------ Provided data ------

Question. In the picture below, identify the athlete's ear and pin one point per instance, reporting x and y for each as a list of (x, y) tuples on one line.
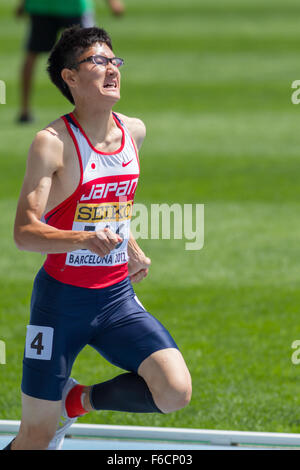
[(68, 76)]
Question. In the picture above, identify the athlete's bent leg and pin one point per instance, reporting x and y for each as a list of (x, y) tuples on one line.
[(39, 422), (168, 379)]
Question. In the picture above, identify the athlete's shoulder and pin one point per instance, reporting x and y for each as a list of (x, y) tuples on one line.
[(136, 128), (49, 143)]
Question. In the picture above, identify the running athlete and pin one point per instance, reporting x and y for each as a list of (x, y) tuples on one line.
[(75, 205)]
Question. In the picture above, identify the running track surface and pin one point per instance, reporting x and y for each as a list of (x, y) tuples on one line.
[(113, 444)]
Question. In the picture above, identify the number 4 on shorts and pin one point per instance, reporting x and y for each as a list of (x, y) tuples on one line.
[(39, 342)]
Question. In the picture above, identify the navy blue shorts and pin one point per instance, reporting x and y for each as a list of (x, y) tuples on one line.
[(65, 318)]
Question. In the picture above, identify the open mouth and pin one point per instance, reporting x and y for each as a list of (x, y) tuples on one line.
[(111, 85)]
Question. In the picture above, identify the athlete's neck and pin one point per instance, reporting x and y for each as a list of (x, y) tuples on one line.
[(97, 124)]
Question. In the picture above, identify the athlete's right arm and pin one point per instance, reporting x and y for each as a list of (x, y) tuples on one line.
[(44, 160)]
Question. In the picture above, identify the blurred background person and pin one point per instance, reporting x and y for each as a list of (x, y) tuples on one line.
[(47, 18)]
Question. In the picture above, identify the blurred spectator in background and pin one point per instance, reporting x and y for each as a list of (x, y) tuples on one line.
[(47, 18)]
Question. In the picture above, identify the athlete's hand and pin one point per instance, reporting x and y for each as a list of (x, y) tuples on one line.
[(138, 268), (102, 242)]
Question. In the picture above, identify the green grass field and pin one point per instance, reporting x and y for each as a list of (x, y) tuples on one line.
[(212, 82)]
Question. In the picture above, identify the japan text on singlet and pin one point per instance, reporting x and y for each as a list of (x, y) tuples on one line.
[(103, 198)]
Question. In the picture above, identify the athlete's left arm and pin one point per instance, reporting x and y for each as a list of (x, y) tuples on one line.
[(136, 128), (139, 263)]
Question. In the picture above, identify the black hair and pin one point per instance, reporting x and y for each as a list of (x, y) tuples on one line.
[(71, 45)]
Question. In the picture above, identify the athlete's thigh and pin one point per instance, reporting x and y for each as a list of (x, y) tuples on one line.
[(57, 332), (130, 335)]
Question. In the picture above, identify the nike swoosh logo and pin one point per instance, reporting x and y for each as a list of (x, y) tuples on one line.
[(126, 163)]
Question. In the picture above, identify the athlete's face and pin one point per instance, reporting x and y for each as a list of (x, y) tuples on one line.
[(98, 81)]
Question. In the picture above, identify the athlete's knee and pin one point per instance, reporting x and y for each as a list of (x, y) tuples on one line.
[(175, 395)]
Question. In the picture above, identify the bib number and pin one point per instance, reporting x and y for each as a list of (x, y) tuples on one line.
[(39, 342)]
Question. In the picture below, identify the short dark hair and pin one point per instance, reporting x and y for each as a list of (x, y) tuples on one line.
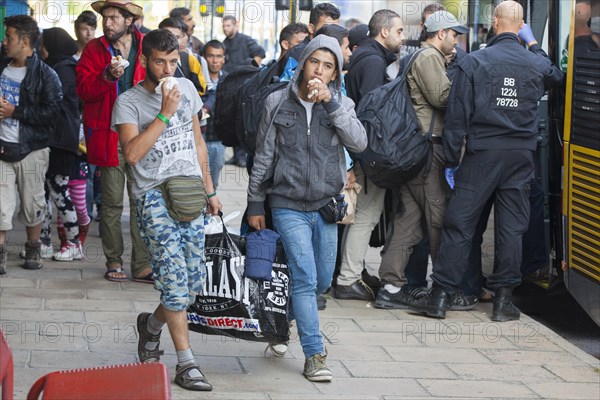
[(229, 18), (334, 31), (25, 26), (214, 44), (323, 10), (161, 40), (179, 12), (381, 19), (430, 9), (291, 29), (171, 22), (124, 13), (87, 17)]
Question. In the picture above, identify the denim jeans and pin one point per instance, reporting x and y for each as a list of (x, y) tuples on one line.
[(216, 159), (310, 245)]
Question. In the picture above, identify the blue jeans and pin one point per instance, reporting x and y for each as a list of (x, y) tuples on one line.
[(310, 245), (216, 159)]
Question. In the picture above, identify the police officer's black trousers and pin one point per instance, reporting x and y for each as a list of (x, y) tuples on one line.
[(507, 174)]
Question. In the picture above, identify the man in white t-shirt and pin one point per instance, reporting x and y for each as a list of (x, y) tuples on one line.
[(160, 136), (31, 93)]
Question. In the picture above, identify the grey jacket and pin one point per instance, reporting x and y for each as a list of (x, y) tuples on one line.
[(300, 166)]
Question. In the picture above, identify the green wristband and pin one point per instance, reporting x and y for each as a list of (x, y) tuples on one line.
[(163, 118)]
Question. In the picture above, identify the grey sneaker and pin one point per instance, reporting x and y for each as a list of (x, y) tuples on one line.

------

Task
Please arrange all the items above as a numbered list, one line per entry, leaving out blank lines and the pictures.

Solution to this problem
1. Question. In the picture below, identify the athlete's ear and pin one point per instance, reporting x and y for each as a list of (x, y) tuples on one line.
2. [(68, 76)]
3. Question. In the picture above, identify the athlete's bent leg and pin one point per instance, reporting x and y for each as a list of (x, y) tuples on one line.
4. [(39, 422), (168, 379)]
5. Question. In the picture above, identify the athlete's shoulder and pin one point per instance, reporting x and y for each as a list of (x, y) tuples on one line.
6. [(136, 128), (49, 143)]
7. Question. In the picture above, identify the running athlete and pin one point per instance, reporting x and y for each as a list of (x, y) tuples on one line.
8. [(75, 205)]
9. Question. In the picture above, identify the running track surface and pin one point per instance, reporting x and y for each as a list of (x, y) tuples on one line.
10. [(113, 444)]
11. Question. In the picture above, identify the number 4 on shorts and pin one point per instance, reporting x and y for each as a list of (x, y) tuples on one line.
12. [(39, 342)]
13. Question. In the picture above, identify the navy blue shorts and pin one point per instance, reporting x and y for each as a list of (x, y) tuples on one line.
14. [(65, 318)]
15. Question. In the picture above, identify the open mouth and pin one point per instance, reporting x and y for each as a list of (x, y) tuples on one line.
16. [(111, 85)]
17. Question. In the picture above, identify the athlete's neck and pin one point per instance, reporting x and y for each as a list of (x, y) tuples on one line.
18. [(97, 124)]
19. Question. In the picture above, identify the athlete's right arm and pin one point per instance, reporting x and y for each as a list of (x, y) tuples on one line.
20. [(44, 160)]
21. Question. In the picture above, identify the blurred background person and pin one point per instance, reporting x and y for each as a list of (x, y) tuples on one line.
22. [(47, 18)]
23. Question. In the picture above, identify the blurred spectator in background and pin one point per instance, reporting x and y for each as a list of (x, y) tuples on one line.
24. [(47, 18)]
25. Question. In the picture above, identify the athlete's hand and pin one point per instance, reporting x and y for each as a list of (x, y) tuples on one line.
26. [(138, 268), (102, 242)]
27. Question. In the picture above, identify the green grass field and pin one point per instance, reporting x and y for each as a list of (x, y) tuples on one line.
28. [(212, 82)]
29. Question. In the picture above, identify the japan text on singlet and pin one point per instance, reporting x and y for each as a list of (x, y) tuples on one line.
30. [(103, 198)]
31. Question. In the picture above, identify the athlete's left arm and pin one point per instance, reporting x and y for each as a list of (x, y) tuples on one line.
32. [(136, 128), (139, 263)]
33. Question. In the picture above, identify the black hair and pin one point per instance, reporting x and y for each as a list of (x, y) tuples on one line.
34. [(71, 45)]
35. Question. In the picture above, identify the athlete's thigh and pin one point per instance, reporting x and y for each as a list of (x, y) tuples on one line.
36. [(57, 332), (130, 335)]
37. Question. In the picture above, identify the nike swoosh logo and pin one point per instance, reporting x and y for each as a list of (x, y) tuples on one line.
38. [(126, 163)]
39. Question. In the picture above, identify the athlete's face and pin one point per instance, reporting x and y for each as a list of (x, y) tuples on one line.
40. [(98, 81)]
41. Question. In the picture above, identify the athlete's knee and pin one point per instance, reporting x and y for each as a list of (x, y) tuples on one line.
42. [(175, 395)]
43. Question. In the picture above, identify the bib number and pin one point per instance, reporting x and y for each as a list of (x, y) tuples on one line.
44. [(39, 342)]
45. Question. In the picture below, identify the short dark hair and pin one point per instance, reporting x and y for each as a list of (x, y) tuples on one line.
46. [(229, 18), (334, 31), (25, 26), (214, 44), (323, 10), (161, 40), (179, 12), (381, 19), (430, 9), (291, 29), (171, 22), (124, 13), (87, 17)]
47. Question. In the picture above, identify the denim jeans and pin one point per instance, reporting x and y for each as a list of (x, y) tuples on one line.
48. [(216, 159), (310, 245)]
49. Question. In the picture above, identify the blue jeans and pin one point per instance, reporting x and y for each as a list of (x, y) tuples on one line.
50. [(310, 245), (216, 159)]
51. Question. In the picture above, identify the police officer's black trousers and pin one point per instance, reporting x and y for each as a list of (x, y) tuples on one line.
52. [(507, 174)]
53. Question. In the picture above, identify the man in white t-shirt and pin one point per instance, reporting x and y for each as a list of (x, y) tuples on one line.
54. [(160, 136), (31, 93)]
55. Question. In the picture above, identify the grey jacket and pin one point per instance, reporting x and y for each as a list of (x, y) tuples on one line.
56. [(300, 166)]
57. Question. In the picture above, identify the green wristband and pin one point per instance, reporting x and y for each as a list of (x, y) tuples on one line.
58. [(163, 118)]
59. Question. In the picture above, identify the grey sneaker and pin one point per instance, reporting x and y for each as a list of (x, y) tuples on one line.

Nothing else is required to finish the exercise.